[begin Entries]
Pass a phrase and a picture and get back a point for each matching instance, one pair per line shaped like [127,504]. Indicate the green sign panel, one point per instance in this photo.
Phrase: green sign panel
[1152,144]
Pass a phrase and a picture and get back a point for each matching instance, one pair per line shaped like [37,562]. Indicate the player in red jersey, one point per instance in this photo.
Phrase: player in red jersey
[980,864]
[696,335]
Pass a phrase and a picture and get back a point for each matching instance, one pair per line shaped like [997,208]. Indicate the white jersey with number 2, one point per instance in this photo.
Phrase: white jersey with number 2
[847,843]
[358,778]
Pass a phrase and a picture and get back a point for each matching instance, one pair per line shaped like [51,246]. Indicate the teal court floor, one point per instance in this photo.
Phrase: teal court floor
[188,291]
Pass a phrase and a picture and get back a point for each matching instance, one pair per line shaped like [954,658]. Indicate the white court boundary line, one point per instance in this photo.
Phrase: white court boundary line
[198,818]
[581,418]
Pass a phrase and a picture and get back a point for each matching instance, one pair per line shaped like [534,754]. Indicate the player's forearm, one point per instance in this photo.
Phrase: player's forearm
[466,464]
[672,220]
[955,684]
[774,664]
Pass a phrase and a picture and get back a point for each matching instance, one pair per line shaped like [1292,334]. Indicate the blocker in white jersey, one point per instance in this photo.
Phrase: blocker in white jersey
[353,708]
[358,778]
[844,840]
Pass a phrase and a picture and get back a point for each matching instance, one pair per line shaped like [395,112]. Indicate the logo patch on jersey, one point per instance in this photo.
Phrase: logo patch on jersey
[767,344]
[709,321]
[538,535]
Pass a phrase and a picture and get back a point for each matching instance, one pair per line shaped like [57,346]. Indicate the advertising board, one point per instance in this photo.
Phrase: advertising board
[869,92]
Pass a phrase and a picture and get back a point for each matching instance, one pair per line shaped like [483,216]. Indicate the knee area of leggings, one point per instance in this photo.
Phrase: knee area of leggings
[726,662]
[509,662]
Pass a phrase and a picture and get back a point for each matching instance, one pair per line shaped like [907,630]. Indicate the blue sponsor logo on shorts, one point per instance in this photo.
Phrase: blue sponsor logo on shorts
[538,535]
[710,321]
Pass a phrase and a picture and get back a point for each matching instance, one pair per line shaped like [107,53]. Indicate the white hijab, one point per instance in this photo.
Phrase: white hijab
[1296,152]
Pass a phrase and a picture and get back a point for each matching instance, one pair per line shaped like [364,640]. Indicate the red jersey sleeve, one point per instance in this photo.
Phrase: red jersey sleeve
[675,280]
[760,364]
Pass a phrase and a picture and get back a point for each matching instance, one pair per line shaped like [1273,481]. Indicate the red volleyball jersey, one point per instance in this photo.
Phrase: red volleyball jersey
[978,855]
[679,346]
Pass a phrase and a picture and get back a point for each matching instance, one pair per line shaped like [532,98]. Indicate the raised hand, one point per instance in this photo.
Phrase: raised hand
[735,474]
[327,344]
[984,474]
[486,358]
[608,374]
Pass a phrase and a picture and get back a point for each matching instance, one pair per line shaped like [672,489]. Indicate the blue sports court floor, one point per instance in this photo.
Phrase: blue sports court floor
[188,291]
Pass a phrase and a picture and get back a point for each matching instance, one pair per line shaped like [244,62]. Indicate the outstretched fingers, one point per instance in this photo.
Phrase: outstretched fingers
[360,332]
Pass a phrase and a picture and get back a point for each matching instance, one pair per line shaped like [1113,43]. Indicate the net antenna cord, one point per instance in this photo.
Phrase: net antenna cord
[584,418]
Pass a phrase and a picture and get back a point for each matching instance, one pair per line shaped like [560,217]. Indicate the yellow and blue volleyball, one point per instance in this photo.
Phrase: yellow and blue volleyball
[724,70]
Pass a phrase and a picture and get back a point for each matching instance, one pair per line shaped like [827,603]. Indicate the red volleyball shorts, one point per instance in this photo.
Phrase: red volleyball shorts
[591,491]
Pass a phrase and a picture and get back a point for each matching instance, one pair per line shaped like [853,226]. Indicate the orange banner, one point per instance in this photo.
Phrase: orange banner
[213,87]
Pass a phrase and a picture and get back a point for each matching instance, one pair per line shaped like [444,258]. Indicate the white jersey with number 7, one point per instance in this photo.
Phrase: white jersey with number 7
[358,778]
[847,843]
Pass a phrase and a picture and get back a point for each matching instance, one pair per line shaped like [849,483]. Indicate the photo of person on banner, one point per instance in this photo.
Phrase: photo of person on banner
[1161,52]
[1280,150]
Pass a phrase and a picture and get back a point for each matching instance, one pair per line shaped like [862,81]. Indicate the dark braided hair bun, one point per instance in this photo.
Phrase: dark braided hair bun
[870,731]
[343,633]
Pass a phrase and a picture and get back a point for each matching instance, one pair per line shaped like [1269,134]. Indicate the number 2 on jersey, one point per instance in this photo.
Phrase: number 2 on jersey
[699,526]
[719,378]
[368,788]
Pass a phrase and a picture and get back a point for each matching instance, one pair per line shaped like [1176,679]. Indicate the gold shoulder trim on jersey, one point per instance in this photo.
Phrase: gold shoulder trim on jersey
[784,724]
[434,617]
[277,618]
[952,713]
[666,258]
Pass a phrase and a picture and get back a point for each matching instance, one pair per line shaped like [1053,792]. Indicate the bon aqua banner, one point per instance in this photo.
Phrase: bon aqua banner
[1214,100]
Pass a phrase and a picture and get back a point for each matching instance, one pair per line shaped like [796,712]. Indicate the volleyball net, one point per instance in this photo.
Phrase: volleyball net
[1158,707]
[end Entries]
● **Exercise prompt**
Starting with the line that contains "shaped like [849,483].", output every line through the end of the listing above, unchanged.

● **Completed exercise**
Pass a phrase and a picture and get back a point for each matching instance, one pair per line shaped like [849,483]. Indicate the photo of person on banner, one point per instance in this photo.
Phrase: photo of person on banner
[1161,52]
[1280,150]
Pass a phrase and a picture and get back a point for each matching instance, one pair per line shaped like [862,81]. Indicate the dark braided hair bun, one point per instance in this photo.
Phrase: dark braided hair bun
[870,731]
[343,633]
Pass a phrase and a picture and get back a point for each matching instance, one pair per line shaped like [1269,134]. Indicate the number 2 on jersey, one point per instance in this photo.
Phrase: number 2 on jersey
[699,526]
[719,378]
[368,788]
Pass a phrase and a picture and get back a point for each matching instance, one pair per line shaped like [1176,679]. Indicate the gold shoulder trim on jersey, one point per instance in this photo.
Phrase: gold shoulder trim on jersey
[784,724]
[434,617]
[277,618]
[952,713]
[666,258]
Pass a phrase and a picture and get back a point for each matching instance, one pair per line shaped like [1053,792]. Indicate the bon aqua banner, one point per instance in this photo.
Phrase: bon aqua banner
[1214,100]
Pass a phrase and a picture and get back a point for each matching instance, one pair per line shaped like [796,712]. Indicate the volleyball net, one point per instance in this photo.
Phrase: volleyball net
[1158,707]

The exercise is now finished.